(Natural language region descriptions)
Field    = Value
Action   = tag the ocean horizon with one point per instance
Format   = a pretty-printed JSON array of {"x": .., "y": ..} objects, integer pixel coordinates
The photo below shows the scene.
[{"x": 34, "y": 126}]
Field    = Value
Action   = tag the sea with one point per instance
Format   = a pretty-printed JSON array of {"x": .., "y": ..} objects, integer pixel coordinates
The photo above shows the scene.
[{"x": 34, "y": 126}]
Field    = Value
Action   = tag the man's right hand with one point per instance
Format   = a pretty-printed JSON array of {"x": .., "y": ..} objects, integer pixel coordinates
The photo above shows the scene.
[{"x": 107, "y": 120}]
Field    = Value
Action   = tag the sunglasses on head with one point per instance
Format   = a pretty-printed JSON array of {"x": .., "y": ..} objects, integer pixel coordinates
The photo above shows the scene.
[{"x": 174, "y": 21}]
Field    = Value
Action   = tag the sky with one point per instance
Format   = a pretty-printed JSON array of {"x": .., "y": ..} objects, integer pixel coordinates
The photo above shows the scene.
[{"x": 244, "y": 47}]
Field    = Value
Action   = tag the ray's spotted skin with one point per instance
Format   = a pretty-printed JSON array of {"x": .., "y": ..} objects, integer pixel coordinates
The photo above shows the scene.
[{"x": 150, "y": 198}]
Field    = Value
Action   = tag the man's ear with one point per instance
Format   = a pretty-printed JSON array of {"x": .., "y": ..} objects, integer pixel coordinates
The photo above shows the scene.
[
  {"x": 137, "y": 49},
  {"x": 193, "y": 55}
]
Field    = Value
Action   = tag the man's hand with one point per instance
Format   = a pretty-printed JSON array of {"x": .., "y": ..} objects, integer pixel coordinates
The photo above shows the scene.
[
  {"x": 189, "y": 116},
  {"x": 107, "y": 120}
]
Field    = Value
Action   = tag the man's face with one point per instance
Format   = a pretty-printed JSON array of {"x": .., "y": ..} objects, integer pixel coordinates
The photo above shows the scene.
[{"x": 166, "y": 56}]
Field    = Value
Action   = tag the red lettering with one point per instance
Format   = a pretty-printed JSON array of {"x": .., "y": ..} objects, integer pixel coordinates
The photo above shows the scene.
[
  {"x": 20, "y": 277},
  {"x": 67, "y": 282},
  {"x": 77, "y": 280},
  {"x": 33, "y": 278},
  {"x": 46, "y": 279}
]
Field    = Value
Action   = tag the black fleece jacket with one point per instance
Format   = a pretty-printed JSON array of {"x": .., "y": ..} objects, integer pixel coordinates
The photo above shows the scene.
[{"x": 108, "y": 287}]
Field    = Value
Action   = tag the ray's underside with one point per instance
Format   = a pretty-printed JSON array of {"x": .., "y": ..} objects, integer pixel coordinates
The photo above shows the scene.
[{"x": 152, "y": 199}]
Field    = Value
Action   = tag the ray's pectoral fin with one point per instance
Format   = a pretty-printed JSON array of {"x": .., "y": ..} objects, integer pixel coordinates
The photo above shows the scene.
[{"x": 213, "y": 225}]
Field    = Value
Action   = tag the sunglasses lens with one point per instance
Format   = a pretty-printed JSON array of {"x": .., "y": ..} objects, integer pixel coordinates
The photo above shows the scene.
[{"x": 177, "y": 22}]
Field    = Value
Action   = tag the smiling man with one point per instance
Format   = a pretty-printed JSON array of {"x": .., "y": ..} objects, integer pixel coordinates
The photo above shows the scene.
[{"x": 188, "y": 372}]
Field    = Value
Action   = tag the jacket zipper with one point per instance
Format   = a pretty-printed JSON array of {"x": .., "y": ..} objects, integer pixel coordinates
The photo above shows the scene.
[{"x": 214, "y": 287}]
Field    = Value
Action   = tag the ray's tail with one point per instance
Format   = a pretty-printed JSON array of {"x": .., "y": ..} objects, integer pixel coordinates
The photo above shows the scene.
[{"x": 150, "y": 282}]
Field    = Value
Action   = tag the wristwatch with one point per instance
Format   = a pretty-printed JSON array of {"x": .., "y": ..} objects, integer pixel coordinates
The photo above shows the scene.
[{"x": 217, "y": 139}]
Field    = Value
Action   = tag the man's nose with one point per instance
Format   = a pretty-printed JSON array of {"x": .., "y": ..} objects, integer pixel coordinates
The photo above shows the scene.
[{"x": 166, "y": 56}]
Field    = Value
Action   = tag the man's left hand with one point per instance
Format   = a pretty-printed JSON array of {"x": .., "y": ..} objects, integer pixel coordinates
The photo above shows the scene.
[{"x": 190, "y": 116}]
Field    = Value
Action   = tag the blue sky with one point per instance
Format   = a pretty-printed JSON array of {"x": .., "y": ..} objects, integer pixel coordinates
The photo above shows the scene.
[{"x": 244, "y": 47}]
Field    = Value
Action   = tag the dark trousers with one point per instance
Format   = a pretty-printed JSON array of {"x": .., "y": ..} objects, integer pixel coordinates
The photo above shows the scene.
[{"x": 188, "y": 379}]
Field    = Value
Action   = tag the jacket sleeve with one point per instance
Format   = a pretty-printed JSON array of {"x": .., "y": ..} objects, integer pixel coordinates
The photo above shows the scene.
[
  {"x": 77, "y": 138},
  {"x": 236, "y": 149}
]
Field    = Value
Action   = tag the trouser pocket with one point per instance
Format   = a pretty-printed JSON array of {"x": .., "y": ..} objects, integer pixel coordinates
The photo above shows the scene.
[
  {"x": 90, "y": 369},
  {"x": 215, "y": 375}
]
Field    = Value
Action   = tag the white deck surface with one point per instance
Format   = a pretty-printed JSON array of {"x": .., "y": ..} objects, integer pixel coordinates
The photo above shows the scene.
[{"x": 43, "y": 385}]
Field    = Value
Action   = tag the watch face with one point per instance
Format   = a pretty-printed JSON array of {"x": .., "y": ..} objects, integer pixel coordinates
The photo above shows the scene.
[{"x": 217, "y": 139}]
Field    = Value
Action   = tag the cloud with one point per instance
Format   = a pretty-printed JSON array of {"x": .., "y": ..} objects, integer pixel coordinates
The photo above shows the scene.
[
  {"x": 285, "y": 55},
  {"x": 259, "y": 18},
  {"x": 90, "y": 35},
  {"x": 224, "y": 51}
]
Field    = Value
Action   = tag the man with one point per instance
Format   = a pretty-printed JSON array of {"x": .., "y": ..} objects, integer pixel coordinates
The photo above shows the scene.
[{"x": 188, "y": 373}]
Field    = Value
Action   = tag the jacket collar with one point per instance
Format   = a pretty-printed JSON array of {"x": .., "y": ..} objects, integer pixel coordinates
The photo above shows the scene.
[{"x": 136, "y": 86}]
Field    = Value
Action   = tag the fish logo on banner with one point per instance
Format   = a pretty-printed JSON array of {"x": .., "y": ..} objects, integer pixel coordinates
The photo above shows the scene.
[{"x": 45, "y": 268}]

==

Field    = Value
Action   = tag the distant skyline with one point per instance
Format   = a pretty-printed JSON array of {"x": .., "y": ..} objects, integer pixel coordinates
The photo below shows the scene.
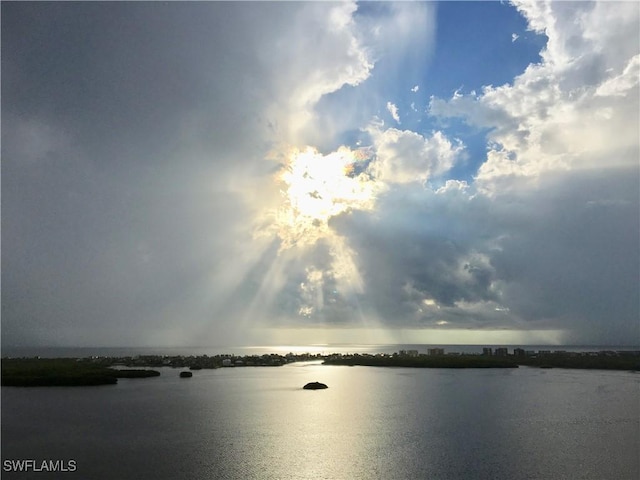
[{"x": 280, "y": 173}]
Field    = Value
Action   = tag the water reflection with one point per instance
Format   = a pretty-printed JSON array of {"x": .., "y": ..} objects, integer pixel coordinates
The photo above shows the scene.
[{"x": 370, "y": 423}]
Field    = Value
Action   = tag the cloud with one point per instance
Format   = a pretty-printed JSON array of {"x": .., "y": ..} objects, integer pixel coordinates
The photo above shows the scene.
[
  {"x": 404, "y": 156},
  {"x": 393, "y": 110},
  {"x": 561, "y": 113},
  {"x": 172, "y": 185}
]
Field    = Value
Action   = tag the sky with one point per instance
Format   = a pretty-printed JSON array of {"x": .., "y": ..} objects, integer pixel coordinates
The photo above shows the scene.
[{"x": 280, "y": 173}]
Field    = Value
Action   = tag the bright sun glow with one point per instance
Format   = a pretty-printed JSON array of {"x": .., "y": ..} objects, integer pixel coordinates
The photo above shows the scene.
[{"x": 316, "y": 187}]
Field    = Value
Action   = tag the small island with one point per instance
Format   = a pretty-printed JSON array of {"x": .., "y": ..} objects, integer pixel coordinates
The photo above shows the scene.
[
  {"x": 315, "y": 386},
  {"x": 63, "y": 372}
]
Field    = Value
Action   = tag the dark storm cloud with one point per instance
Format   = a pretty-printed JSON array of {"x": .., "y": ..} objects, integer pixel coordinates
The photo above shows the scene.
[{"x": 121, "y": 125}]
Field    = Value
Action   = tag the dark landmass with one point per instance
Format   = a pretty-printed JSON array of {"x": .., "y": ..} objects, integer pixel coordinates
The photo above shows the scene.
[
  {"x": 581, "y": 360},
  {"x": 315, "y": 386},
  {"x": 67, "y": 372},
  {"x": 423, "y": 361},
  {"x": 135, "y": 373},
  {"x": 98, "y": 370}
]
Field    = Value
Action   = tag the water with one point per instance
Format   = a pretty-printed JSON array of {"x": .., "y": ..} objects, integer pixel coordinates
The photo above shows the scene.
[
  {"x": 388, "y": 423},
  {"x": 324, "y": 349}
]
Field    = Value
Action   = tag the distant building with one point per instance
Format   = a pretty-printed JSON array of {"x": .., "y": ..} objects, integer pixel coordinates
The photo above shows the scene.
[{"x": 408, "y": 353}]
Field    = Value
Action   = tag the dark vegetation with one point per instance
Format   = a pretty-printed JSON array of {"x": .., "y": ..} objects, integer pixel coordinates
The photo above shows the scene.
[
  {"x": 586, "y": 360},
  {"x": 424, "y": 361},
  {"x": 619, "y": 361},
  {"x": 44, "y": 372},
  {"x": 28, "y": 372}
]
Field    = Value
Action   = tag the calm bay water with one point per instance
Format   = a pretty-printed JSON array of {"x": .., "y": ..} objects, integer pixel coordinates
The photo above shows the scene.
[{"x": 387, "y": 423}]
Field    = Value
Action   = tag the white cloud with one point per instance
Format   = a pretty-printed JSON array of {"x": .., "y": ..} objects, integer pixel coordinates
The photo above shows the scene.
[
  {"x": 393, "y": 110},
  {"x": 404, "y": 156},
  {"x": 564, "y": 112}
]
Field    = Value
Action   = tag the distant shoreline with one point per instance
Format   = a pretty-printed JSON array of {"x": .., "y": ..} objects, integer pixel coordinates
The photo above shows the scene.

* * *

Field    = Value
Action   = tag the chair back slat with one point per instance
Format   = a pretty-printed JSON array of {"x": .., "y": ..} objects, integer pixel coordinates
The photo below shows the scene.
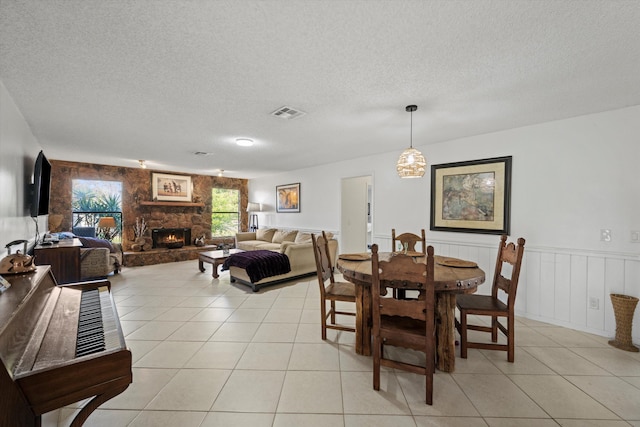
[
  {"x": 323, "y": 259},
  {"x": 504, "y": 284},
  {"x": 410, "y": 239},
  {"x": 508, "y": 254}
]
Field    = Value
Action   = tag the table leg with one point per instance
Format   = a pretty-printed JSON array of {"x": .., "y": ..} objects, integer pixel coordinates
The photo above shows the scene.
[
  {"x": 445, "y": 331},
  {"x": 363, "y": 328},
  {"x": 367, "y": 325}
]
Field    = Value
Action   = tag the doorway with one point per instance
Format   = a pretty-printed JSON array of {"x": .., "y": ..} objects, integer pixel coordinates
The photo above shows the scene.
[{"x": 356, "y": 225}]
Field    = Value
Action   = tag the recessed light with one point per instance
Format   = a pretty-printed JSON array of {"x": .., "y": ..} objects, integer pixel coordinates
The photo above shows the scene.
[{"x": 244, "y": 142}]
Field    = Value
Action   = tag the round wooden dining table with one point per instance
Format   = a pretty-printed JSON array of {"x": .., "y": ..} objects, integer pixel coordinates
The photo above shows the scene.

*Exercise requirements*
Copy the lines above exactly, beginning at the line that has "underside with one point per instance" and stopping after the line that has "zipper with one point per instance", and omit the rest.

*Exercise result*
Action   = tag the ray's underside with one point per instance
Format   = a pretty-printed JSON array of {"x": .., "y": ..} objects, integer pixel coordinates
The photo above shows the scene.
[{"x": 152, "y": 199}]
Field    = Value
Action   = tag the ray's pectoral fin with one point per instance
Format   = a pretty-printed JSON array of {"x": .., "y": ..} objects, integer pixel coordinates
The photo above shows the scene.
[{"x": 213, "y": 225}]
Field    = Value
Action   = tag the sunglasses lens with one point per instance
Format   = a pretty-printed JSON array of {"x": .., "y": ..} objects, integer pixel coordinates
The photo above shows the scene.
[{"x": 177, "y": 22}]
Field    = Value
Action   = tag the smiling man with one point per instance
Format   = a pretty-printed JSON array of {"x": .., "y": ..} objects, integer pixel coordinates
The photo above shows the scene.
[{"x": 188, "y": 372}]
Field    = Value
Action   = tag the jacket zipper with one point per instance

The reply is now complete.